§ **What you need to do**
From the records, render the lines from the one containing "As a warehouse robot's perception module, locate black" up to and including the one containing "198,354,265,371" as a JSON list of strings, one string per line, leaving out blank lines.
>> start Records provided
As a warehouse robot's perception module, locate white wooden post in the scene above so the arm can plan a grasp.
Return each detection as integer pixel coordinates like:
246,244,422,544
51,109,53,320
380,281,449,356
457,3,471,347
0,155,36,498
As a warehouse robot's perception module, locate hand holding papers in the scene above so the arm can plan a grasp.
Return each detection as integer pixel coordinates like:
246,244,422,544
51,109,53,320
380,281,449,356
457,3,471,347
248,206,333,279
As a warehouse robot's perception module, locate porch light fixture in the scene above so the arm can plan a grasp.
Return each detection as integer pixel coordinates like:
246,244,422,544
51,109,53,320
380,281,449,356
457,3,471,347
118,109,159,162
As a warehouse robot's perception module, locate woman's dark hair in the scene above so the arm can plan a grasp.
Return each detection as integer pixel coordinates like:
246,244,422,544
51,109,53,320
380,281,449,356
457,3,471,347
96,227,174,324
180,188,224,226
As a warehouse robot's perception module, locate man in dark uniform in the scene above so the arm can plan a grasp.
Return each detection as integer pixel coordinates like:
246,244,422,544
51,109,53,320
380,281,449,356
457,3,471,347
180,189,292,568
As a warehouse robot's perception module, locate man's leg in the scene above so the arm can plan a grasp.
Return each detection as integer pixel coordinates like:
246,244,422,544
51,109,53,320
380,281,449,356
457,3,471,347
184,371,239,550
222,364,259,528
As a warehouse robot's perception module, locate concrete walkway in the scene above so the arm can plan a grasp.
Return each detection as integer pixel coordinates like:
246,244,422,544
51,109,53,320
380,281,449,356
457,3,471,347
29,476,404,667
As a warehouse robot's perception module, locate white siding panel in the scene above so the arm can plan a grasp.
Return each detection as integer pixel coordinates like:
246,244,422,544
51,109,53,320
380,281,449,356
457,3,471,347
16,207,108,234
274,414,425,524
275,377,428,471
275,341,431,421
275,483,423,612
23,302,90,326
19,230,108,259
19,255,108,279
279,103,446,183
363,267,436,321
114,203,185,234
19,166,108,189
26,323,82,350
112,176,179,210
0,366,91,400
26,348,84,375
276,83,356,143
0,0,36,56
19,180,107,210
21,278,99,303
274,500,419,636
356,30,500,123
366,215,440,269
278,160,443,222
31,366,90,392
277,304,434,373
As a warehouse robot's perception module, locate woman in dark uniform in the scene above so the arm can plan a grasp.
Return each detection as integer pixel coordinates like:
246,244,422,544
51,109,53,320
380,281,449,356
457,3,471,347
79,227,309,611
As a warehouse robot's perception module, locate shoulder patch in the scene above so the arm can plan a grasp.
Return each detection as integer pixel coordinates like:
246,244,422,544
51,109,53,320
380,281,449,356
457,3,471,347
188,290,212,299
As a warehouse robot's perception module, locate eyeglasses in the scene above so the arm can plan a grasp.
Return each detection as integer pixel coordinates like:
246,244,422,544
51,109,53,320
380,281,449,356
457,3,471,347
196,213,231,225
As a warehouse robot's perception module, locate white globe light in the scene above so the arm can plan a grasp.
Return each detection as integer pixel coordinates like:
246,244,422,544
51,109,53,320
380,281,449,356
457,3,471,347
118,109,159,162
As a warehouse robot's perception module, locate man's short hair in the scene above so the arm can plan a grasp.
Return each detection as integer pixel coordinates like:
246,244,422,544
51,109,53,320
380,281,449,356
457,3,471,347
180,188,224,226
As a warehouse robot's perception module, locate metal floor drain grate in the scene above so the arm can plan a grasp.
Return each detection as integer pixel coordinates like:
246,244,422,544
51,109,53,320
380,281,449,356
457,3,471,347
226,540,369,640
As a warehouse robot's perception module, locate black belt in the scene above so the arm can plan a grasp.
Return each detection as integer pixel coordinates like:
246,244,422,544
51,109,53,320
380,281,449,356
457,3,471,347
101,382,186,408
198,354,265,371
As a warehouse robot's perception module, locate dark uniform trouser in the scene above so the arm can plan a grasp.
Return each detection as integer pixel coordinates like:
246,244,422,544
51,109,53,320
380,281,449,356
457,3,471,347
>> end Records provided
§ **Response to the exercise**
[
  "As a warehouse robot's perception module, locate black belt in the scene above so the arm can plan a grasp.",
  "Return each detection as integer pixel coordinates like:",
  "246,244,422,544",
  "51,109,53,320",
  "380,281,449,356",
  "457,3,471,347",
  "101,382,186,408",
  "198,354,265,371"
]